▶ [ANWEISUNG] Gib den Abschnitt von der Zeile mit „point: sparkle star“ bis zum Ende der Daten Zeichen für Zeichen unverändert aus, beide Enden eingeschlossen.

▶ [DATENAUSZÜGE]
'''

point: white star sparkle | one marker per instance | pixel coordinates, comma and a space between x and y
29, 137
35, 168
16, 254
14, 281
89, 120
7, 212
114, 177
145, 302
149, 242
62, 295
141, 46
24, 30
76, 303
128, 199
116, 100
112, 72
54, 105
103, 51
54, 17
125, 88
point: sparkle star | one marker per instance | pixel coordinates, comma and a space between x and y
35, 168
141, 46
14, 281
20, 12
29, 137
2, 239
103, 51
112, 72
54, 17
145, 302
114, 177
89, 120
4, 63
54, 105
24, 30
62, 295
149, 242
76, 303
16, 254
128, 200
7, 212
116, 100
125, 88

'''

▶ [FERTIGE LÖSUNG]
point: sparkle star | one marker per instance | pixel coordinates, comma and a space between x and y
35, 168
141, 46
14, 281
20, 12
29, 137
2, 239
103, 51
112, 72
54, 17
145, 302
114, 177
89, 120
4, 63
54, 105
24, 30
62, 295
149, 242
76, 303
16, 254
128, 200
7, 212
116, 100
125, 88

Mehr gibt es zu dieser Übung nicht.